Table 4 Percentage of emergence (mean ± standard error) from Anagasta kuehniella from individuals of the first generation, treated with insecticides by two populations of Trichogramma pretiosum, second generation 25 ± 1°C, 70 ± 10% relative humidity and 14 h photo phase. F and P values
Full size table

Discussion

The results showed that the parasitic efficiency and adult emergence of T. pretiosum were affected for the insecticide used and for the population origin of the parasitoid. Within the insecticides studied, pyrethoids and abamectin decrease the parasitism and adult emergence in both generations of the parasitoid. The insecticides acting as growth regulator and B. thuringiensis can be used in integrated pest management programs, since they have lowest effect on the natural enemy T. pretiosum.

The reduced parasitism of individuals of both T. pretiosum populations with the pyrethroids (betacyflutrin (50 and 125 g/l) and esfenvalerate) and abamectin might have been caused by the high toxicity of these products and their repellent action on T. pretiosum females such as reported for other parasitoids (Jacobs et al. 1984; Singh and Varma 1986), since parasitoids can be olfactory orientation affected by insecticides resulting in a low capacity to found their hosts (Desneux et al. 2004a).

□ □ □ □ □ □ □

**Required tasks:**
(a) For each statement, say whether it agrees with the excerpt on Trichogramma pretiosum, answering yes or no and quoting the exact words from the excerpt that decide it: (i) pyrethroids and abamectin lowered parasitism in both generations of the parasitoid; (ii) the growth-regulator insecticides had the strongest effect on T. pretiosum; (iii) the photo phase used was 12 hours.
(b) Write out the excerpt on Trichogramma pretiosum word for word, from "Table 4 Percentage of" up to and including "enemy T. pretiosum.".
The lines that come next are separate material and not part of the excerpt on Trichogramma pretiosum.

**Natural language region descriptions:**
□ □ □ □ □ □ □

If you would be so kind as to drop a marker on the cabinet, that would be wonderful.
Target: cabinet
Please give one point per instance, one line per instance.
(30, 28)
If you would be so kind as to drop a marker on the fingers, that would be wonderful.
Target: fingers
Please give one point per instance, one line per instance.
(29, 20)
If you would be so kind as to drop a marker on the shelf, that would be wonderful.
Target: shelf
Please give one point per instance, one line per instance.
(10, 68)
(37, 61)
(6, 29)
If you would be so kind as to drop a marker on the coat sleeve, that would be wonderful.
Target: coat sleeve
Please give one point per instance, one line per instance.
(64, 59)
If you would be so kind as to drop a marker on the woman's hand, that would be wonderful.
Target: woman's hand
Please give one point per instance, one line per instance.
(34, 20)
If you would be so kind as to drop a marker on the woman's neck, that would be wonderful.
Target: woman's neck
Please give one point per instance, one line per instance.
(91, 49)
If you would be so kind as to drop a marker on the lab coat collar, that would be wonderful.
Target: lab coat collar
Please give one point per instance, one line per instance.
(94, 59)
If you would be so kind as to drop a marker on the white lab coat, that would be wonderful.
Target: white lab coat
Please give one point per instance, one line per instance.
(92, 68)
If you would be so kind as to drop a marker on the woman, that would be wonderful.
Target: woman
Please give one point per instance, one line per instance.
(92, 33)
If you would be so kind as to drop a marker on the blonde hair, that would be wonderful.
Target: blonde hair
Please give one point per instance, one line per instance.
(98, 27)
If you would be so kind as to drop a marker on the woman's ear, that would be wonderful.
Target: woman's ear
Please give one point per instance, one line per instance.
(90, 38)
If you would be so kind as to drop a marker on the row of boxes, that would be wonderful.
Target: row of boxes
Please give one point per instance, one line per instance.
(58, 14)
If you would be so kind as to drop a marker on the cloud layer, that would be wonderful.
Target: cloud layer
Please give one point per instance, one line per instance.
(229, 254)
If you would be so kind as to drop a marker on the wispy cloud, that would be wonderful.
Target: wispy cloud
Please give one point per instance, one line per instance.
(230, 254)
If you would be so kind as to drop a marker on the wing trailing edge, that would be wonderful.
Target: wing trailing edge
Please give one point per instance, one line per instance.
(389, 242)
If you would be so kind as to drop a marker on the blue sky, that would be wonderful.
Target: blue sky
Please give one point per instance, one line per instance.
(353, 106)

□ □ □ □ □ □ □

**Task responses:**
(a)
(i) Yes: "pyrethoids and abamectin decrease the parasitism and adult emergence in both generations of the parasitoid"
(ii) No: "since they have lowest effect on the natural enemy T. pretiosum"
(iii) No: "14 h photo phase"

(b)
Table 4 Percentage of emergence (mean ± standard error) from Anagasta kuehniella from individuals of the first generation, treated with insecticides by two populations of Trichogramma pretiosum, second generation 25 ± 1°C, 70 ± 10% relative humidity and 14 h photo phase. F and P values
Full size table

Discussion

The results showed that the parasitic efficiency and adult emergence of T. pretiosum were affected for the insecticide used and for the population origin of the parasitoid. Within the insecticides studied, pyrethoids and abamectin decrease the parasitism and adult emergence in both generations of the parasitoid. The insecticides acting as growth regulator and B. thuringiensis can be used in integrated pest management programs, since they have lowest effect on the natural enemy T. pretiosum.